- **TEXT PASSAGE**:
****************************************

Thursday, April 14, 2005 - The Rodent Control Coordination Unit (RCCU)
says it has recorded significant success in lowering the population of rats on
the island specifically within the City of Castries.
The RCCU which started it campaign in September of 2004 says the six-month
period of the programme yielded a change in the public’s attitudes to proper
waste disposal as a means of curbing the rodent problem. However the RCCU
affirms more work needs to done in that area.
Coordinator of the Rodent Control Coordination Unit Dr. Perlinda Dupre says the
unit is particularly pleased with the progress made at the Victoria Hospital,
the Castries Market and the CDC housing and commercial buildings in the city
centre, which were part of a pilot project in the initial stages of the
“We’ve been getting a lot of positive remarks from the public especially in the
market and the CDC area. There has been a 60% reduction of rats that are there.
The Victoria hospital the same – all of this is feedback that we have been
getting from hospital personnel who use to see all the time and then now there
is definitely a reduction,” Dr. Dupre said.
Efforts to reduce the rodent population she says are ongoing. The Unit, she
says, has strengthened these efforts with a National Awareness and Education
Programme which included the preparation and distribution of posters and
brochures, a promotional jingle and town hall meetings.

****************************************

Natural-language object grounding records
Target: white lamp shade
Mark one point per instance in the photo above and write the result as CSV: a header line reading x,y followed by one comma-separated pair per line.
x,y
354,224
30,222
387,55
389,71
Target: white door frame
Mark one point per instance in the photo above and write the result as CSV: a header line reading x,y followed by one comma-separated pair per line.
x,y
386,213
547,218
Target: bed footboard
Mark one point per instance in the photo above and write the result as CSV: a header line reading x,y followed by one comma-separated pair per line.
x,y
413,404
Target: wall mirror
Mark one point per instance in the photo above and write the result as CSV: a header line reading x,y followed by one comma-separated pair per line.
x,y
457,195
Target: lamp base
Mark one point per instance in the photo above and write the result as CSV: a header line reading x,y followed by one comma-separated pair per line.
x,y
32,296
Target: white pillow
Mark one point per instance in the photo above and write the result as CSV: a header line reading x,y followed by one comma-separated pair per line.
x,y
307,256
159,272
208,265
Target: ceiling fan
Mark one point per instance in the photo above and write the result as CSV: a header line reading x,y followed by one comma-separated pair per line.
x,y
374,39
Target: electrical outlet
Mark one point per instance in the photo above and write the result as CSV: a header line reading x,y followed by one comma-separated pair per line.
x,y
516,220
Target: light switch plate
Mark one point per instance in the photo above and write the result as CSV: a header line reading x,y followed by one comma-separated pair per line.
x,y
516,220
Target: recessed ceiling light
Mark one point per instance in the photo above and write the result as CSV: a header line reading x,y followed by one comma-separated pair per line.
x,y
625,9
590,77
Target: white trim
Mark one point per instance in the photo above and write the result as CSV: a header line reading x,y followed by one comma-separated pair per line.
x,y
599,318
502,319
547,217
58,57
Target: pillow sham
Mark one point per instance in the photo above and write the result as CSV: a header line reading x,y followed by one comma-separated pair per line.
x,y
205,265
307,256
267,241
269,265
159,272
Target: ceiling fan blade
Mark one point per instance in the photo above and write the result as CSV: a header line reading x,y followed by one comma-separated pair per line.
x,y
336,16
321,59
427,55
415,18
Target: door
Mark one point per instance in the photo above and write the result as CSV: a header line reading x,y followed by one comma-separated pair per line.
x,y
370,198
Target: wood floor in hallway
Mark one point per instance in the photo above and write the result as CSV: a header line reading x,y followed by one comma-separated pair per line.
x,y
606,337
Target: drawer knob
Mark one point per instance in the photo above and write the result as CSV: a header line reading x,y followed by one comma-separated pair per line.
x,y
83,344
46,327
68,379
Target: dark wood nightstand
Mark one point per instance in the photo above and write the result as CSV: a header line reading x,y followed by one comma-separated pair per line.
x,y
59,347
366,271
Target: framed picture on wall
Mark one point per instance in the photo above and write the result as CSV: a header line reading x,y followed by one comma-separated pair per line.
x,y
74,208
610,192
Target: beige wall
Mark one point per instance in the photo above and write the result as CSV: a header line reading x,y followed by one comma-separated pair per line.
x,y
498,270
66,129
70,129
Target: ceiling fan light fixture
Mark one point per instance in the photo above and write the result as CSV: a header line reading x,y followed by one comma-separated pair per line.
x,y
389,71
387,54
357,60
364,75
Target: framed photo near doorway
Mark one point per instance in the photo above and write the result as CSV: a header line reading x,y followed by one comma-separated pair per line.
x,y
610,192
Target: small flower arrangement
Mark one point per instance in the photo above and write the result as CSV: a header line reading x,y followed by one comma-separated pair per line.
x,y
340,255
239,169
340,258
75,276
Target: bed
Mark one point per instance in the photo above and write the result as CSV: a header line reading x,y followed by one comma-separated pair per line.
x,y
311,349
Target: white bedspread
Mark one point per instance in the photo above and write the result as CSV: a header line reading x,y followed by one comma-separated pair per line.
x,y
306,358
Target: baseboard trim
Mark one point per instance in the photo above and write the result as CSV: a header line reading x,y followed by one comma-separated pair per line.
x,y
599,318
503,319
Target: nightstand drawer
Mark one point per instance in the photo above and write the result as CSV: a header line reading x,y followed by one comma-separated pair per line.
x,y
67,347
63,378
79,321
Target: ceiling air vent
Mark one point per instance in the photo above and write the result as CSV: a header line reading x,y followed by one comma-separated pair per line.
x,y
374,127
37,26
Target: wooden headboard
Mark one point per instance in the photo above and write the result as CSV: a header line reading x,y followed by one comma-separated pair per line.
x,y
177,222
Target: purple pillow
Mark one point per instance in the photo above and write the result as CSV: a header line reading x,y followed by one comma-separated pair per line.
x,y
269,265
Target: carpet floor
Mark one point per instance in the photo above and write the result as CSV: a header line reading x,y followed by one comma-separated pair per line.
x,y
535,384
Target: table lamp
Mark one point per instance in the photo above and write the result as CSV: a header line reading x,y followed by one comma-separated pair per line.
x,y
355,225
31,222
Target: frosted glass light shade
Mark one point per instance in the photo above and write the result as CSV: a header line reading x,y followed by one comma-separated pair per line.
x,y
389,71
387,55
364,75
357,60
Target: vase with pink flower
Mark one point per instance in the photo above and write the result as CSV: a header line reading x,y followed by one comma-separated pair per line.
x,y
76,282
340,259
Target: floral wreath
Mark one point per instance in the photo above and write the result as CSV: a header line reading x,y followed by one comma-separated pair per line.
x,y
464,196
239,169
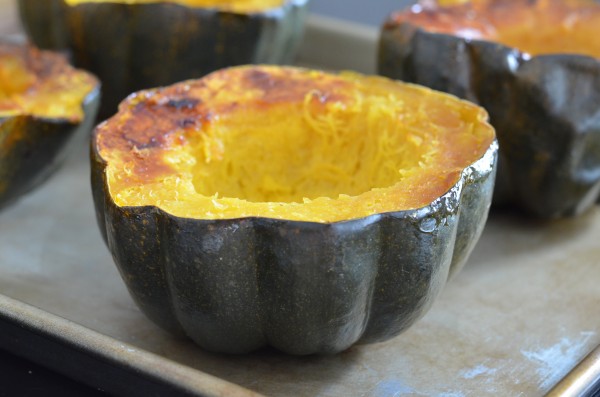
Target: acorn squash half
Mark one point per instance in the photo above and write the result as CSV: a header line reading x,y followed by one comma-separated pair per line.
x,y
533,65
135,44
44,102
266,205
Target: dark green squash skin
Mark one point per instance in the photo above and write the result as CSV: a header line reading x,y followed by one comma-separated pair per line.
x,y
38,146
135,46
544,109
237,285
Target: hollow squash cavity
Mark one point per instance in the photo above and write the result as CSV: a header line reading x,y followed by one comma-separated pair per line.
x,y
535,27
289,143
42,84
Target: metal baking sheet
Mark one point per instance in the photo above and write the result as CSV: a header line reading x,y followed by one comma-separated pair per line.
x,y
522,313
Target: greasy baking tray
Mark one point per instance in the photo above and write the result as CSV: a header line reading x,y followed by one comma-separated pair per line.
x,y
515,321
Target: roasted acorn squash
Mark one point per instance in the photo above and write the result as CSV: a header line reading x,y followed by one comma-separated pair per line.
x,y
534,66
266,205
136,44
44,102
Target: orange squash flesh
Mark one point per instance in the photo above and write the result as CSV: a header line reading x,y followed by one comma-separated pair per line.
x,y
535,27
230,5
289,143
41,84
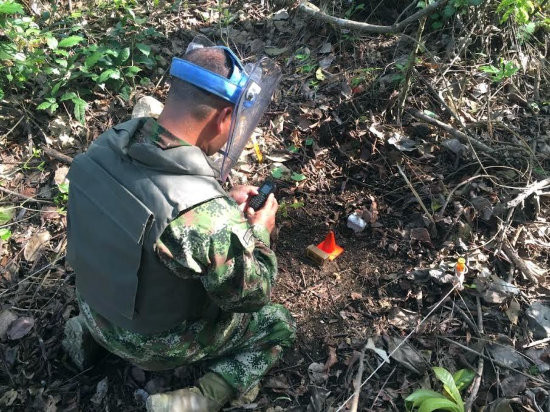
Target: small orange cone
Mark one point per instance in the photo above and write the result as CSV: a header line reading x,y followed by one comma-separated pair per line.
x,y
329,246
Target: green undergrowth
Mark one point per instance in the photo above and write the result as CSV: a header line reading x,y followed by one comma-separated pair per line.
x,y
64,58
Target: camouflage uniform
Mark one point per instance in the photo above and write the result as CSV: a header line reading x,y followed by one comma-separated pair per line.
x,y
214,243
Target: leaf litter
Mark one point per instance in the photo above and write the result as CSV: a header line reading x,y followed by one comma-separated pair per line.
x,y
337,110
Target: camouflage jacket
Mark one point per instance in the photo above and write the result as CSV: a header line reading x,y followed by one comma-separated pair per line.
x,y
215,243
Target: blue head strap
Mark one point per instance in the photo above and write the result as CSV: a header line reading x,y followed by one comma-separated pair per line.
x,y
229,89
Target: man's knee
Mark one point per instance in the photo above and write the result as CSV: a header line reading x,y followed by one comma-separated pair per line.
x,y
282,327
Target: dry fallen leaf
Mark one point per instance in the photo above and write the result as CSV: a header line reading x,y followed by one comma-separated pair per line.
x,y
332,359
35,244
20,328
513,311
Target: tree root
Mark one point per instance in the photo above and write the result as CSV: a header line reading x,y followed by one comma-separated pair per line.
x,y
314,12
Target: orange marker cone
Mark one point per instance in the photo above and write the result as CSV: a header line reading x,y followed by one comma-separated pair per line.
x,y
329,246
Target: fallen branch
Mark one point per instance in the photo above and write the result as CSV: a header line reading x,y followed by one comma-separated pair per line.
x,y
519,262
56,154
502,365
357,381
313,11
21,196
528,191
415,193
463,137
480,363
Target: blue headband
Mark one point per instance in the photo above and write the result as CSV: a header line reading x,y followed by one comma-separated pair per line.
x,y
228,89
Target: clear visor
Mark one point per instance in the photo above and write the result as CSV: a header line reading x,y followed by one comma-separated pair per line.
x,y
255,98
263,78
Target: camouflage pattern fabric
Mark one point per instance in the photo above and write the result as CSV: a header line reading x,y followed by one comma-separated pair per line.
x,y
213,242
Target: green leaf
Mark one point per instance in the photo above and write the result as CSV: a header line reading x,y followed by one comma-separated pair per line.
x,y
108,74
277,173
448,384
417,397
319,75
144,48
293,149
463,378
44,106
93,58
80,109
11,7
70,41
124,55
63,187
68,96
449,11
433,404
6,214
62,62
298,177
52,42
5,234
132,71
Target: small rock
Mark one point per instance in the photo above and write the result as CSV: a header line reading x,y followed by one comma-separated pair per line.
x,y
538,316
20,328
317,374
7,317
281,15
508,356
101,391
147,106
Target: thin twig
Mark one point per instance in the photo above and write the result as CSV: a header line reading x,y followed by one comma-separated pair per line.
x,y
357,381
415,193
382,388
480,362
463,137
313,11
537,342
502,365
455,188
56,154
21,196
519,262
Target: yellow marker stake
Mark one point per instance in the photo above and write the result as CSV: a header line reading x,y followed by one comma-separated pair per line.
x,y
257,150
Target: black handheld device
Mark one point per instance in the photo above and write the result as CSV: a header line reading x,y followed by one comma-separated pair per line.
x,y
265,189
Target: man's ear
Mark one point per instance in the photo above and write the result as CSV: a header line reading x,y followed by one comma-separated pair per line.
x,y
223,120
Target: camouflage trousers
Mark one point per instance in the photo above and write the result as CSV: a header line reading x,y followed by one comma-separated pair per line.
x,y
240,347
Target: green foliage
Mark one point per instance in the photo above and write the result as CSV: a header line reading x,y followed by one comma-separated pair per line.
x,y
498,74
520,10
284,206
427,400
62,61
6,214
62,196
5,234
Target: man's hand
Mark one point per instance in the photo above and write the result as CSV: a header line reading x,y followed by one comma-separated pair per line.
x,y
266,215
242,194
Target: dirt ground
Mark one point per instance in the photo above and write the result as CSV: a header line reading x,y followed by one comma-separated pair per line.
x,y
337,121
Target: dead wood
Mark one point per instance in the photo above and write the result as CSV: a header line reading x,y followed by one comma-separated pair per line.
x,y
519,262
480,363
314,12
56,154
529,190
463,137
22,196
496,362
357,381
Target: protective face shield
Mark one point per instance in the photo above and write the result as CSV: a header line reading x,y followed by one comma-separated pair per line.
x,y
249,88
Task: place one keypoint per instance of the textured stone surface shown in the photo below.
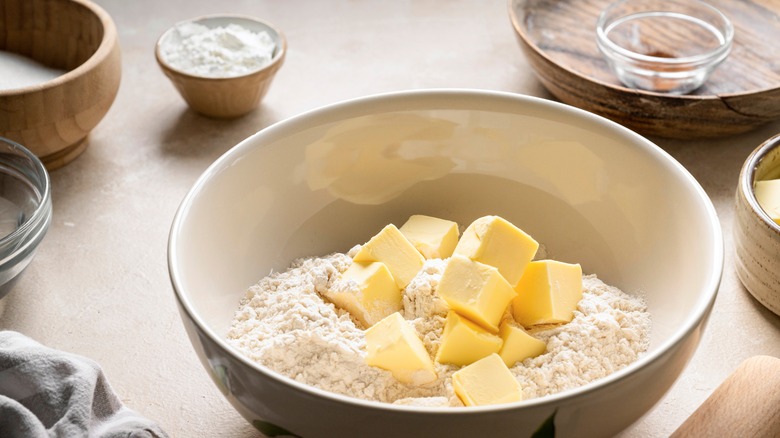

****************************************

- **TASK REQUIREMENTS**:
- a) Please extract the part of the rodent control article that opens with the words containing "Coordinator of the" and closes with "that are there.".
- b) Answer these questions from the rodent control article:
(i) In what month and year did the RCCU start its campaign?
(ii) Who is the Coordinator of the Rodent Control Coordination Unit?
(iii) What did the National Awareness and Education Programme include?

- **COMPLETED EXERCISE**:
- a)
Coordinator of the Rodent Control Coordination Unit Dr. Perlinda Dupre says the
unit is particularly pleased with the progress made at the Victoria Hospital,
the Castries Market and the CDC housing and commercial buildings in the city
centre, which were part of a pilot project in the initial stages of the
“We’ve been getting a lot of positive remarks from the public especially in the
market and the CDC area. There has been a 60% reduction of rats that are there.

- b)
(i) September of 2004
(ii) Dr. Perlinda Dupre
(iii) The preparation and distribution of posters and brochures, a promotional jingle and town hall meetings